Provided information ->

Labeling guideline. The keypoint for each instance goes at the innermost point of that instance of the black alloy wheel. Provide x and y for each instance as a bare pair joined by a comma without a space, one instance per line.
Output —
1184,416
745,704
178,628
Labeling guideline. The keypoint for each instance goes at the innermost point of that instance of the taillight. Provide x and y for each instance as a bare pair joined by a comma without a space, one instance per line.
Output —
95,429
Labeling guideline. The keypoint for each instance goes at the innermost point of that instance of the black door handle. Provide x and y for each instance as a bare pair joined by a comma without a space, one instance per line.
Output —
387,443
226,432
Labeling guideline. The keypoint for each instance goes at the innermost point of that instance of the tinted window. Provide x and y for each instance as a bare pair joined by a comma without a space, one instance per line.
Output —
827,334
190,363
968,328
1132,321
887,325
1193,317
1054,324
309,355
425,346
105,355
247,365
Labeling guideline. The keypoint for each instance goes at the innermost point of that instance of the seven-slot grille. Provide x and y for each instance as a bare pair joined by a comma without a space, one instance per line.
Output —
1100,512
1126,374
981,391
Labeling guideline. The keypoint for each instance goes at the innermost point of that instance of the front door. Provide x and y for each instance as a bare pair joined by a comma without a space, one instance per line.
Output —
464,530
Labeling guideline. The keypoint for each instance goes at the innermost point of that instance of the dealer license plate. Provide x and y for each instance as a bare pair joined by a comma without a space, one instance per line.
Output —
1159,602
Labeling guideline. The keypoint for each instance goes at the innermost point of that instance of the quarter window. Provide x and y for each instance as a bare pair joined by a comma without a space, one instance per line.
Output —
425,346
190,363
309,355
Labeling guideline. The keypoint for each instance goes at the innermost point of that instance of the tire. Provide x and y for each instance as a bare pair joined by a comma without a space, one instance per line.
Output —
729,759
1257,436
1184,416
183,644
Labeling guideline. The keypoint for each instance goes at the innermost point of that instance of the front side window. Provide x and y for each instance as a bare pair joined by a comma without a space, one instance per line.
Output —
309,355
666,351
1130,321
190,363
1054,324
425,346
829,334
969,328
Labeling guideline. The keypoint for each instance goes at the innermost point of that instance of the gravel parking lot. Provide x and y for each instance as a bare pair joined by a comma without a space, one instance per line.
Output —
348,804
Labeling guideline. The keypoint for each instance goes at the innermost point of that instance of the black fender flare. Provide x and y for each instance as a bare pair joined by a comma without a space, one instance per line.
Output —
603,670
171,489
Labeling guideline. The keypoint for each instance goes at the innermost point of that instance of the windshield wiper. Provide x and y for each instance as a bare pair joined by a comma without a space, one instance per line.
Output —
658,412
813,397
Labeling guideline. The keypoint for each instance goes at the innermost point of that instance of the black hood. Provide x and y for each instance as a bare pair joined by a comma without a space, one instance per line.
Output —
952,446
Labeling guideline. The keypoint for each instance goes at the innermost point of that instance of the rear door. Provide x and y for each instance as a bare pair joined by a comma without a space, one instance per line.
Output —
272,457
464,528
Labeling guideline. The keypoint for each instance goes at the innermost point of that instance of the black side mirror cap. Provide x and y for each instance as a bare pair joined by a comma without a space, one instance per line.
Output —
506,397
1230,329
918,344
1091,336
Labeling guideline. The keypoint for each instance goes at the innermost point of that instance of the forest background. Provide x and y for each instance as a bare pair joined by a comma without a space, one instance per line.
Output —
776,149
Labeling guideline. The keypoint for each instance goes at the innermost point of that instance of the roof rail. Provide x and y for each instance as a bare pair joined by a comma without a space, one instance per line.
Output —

Requirement -> Using the material above, print every entry exactly as written.

Answer to this task ->
Labeling guideline. The keypoint for each instance goes at the innermost point of that instance of the black alloy wheel. Provide x and y for each instance as a bare pair joined by a comma without a space, one instance per line.
Output —
1184,416
745,704
178,628
Labeling guideline. The keypoint for each instance goes at the innermost point of that instance of the taillight. Provide x and y for each instance as a bare pair joined by a comma without a space, one instance per line.
Output —
95,429
Labeling guideline. The keypoint for each instance goes at the innermost point of that instance of the black door handle. Provide x and y for each instance as a bare pair joined by a comma without a space, one instance per line.
Output —
387,443
226,432
Labeling guideline. The keypoint for each instance goes at the innermost point of that instance of the tinted window. Provide x and y for each instance as a bare pair joined by a comma without a space, one instance per line.
Output —
827,334
190,363
968,328
1132,321
887,325
1193,317
1054,324
309,355
425,346
105,355
247,365
Labeling guideline. The keypoint for each instance goes at the innermost point of that instance of the seven-slot grille. Provide x and y for each instance as a bare pair joined by a comma without a space, one instance per line.
Output —
1100,512
1126,374
981,391
Labeling guideline. The keypoint for each instance goes at the innermost point of that instance of the front door. Provide x and y for each instance as a bare pair joined by a comma without a space, one instance per line.
Output —
464,530
Labeling guideline. The keypoint for each instance goes at the innermost point of that instance of the dealer license plate. Provide x and y for each instance as a bare pair joined by a comma without a space, one instance per line.
Output —
1159,602
Labeling guideline. The keypoint for each instance goes at the innermost point of that instance of the quarter window. Provide x and y for each instance as a bare pair joined by a comma without a space, one instance per line.
Output —
425,346
190,363
309,355
Labeling guideline. The keypoint for each instance goes at the innermost point of that instance of the tire. Provide x and y for each instance as a bare pair joined by a comma without a space, one instance per line.
Output —
729,759
1257,436
1184,416
183,644
Labeling guideline. The keypoint for each instance goes at the innermost point of that instance of the front side window. Provide x and y for each instance as a bare pair joined by a comma without a space, one instance per line.
Output —
309,355
666,351
1130,321
190,363
1054,324
425,346
829,334
969,328
Labeling guideline. The keypoint for each instance goes at the innermost point of that instance of the gravel parking lot. Provide x and y for each instance as a bare pair joined by a comma without a space, one instance per line.
Output —
348,804
Labeling guideline. The keypoint for each instance goes at the innermost point of that instance of the black fender flare. Provide x and y for each instance as a bare pair joined by a comma without a space, one instance per line.
Output —
603,670
171,489
Labeling guideline. The keypoint for each instance goes at the innermost point of that instance of the windshield wiper. Provide x and y for each instance as a bare pair joined by a comma without a space, one instance per line.
Output —
658,412
813,397
Labeling guideline. The keypoint for each instance goes at the innermost point of that instance of the black hood. Provide x and y for each instance as a bare pair joined by a comma without a space, one instance per line.
Output —
952,446
Labeling guideline. The keypoint for each instance goes at the innermost point of that instance of the rear door. Provide x and y for each instance as a bare pair joined by a comma without a space, one instance per line.
Output —
272,457
464,528
Labeling guideline. The keypoint for each instance goes at the innermost point of that instance of the black side mirror cap. Provide x and y for each instance as a bare pair joined by a comma without a space, one instance per line.
Output —
506,397
1230,329
918,344
1091,336
Labeling guideline. The keypoint for each instance goes at the innermost point of that instance of the forest background. Provide x and y for each instance as a bare pair joined by a comma without a space, one instance per line.
Output —
776,149
Labeling guideline. The keypoint for each instance goes at the innermost point of that instance of the roof rail. Provide x and y for each instance as a bare pair joined by a comma without a space, one instance per line.
Output —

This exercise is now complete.